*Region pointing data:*
__________________________________________________
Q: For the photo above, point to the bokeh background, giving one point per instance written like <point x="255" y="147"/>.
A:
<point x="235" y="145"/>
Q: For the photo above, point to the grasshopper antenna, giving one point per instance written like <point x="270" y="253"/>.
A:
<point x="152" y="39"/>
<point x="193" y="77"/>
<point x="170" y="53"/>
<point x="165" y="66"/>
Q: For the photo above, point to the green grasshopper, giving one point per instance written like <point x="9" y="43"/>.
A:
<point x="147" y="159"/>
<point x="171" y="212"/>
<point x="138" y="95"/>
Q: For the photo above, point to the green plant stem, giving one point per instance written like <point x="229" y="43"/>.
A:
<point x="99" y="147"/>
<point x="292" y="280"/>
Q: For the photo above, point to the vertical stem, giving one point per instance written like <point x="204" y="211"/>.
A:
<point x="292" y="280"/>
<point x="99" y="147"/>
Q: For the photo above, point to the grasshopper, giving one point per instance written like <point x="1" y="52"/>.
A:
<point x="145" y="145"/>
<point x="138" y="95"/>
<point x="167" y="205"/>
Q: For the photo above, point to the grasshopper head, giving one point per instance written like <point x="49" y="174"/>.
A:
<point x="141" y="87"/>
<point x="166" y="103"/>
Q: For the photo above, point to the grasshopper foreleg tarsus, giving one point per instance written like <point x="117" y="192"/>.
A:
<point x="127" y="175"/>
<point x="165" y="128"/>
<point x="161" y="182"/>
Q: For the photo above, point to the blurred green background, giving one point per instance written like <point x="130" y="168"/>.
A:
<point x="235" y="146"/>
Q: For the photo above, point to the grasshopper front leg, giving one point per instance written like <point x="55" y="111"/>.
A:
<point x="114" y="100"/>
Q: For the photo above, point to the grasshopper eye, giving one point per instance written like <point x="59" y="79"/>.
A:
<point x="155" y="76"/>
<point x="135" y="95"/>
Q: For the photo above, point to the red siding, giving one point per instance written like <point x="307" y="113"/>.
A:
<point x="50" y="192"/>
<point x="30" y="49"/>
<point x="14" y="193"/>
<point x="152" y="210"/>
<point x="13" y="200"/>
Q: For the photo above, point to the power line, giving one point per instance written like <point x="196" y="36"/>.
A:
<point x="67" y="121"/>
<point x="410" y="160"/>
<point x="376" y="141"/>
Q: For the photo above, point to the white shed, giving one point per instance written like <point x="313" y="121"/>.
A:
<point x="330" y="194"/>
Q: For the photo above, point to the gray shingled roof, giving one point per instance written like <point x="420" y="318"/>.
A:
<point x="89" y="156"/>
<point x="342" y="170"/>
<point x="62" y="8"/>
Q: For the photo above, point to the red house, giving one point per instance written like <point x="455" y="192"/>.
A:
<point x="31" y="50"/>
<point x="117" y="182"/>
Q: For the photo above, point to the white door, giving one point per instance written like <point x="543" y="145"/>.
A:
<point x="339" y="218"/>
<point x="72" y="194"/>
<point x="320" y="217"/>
__________________________________________________
Copy each of the records above so that nothing differs from the original.

*WRITTEN ANSWER:*
Q: For the photo above, point to the bokeh background, giving one point per instance written like <point x="255" y="147"/>.
A:
<point x="235" y="145"/>
Q: For the photo above, point to the grasshopper antenna, giving one point per instance written like <point x="270" y="253"/>.
A:
<point x="152" y="39"/>
<point x="193" y="77"/>
<point x="170" y="53"/>
<point x="165" y="66"/>
Q: For the photo above, point to the green grasshopper, giving one point per instance written like <point x="9" y="43"/>.
A:
<point x="147" y="159"/>
<point x="171" y="212"/>
<point x="138" y="95"/>
Q: For the photo above, point to the green plant stem, giving one point per instance written like <point x="229" y="43"/>.
A:
<point x="99" y="147"/>
<point x="292" y="280"/>
Q: For the photo above, point to the vertical stem, giving one point per instance written like <point x="204" y="211"/>.
A:
<point x="292" y="280"/>
<point x="99" y="147"/>
Q: For the photo above, point to the grasshopper, giving one point per instance written like <point x="1" y="52"/>.
A:
<point x="145" y="145"/>
<point x="138" y="95"/>
<point x="167" y="205"/>
Q: For the photo above, point to the grasshopper head, giving one point per instance written like <point x="49" y="174"/>.
A:
<point x="141" y="87"/>
<point x="166" y="103"/>
Q: For the photo above, point to the grasshopper foreleg tarsus, giving one point per instance written like <point x="117" y="192"/>.
A:
<point x="127" y="175"/>
<point x="165" y="128"/>
<point x="161" y="182"/>
Q: For the photo above, point to the blurred green background, giving one point per instance written like <point x="130" y="168"/>.
A:
<point x="235" y="146"/>
Q: For the photo above, point to the grasshopper front leg, giving one point per instance written like <point x="55" y="111"/>.
A:
<point x="114" y="100"/>
Q: For the photo above, point to the grasshopper eye, giving one point per instance written like <point x="59" y="79"/>.
A:
<point x="155" y="76"/>
<point x="135" y="95"/>
Q: For the photo above, point to the red siding, giving one point per instance written like <point x="307" y="113"/>.
A:
<point x="50" y="192"/>
<point x="30" y="49"/>
<point x="14" y="193"/>
<point x="152" y="210"/>
<point x="13" y="200"/>
Q: For the photo above, point to the power line, giving one point per instance written like <point x="196" y="36"/>.
A:
<point x="67" y="121"/>
<point x="410" y="160"/>
<point x="376" y="141"/>
Q: For the photo above, point to the white shed, giving one point per instance written like <point x="313" y="121"/>.
A:
<point x="330" y="194"/>
Q: For the photo above, point to the gray shingled roof, giving one point per instance written like <point x="420" y="318"/>.
A:
<point x="89" y="156"/>
<point x="342" y="170"/>
<point x="62" y="8"/>
Q: For the photo above, point to the red house, giving one point per instance written like <point x="455" y="192"/>.
A:
<point x="31" y="50"/>
<point x="117" y="182"/>
Q: For the photo above, point to the white door, giving one point per instance written like <point x="543" y="145"/>.
A:
<point x="339" y="218"/>
<point x="72" y="194"/>
<point x="320" y="217"/>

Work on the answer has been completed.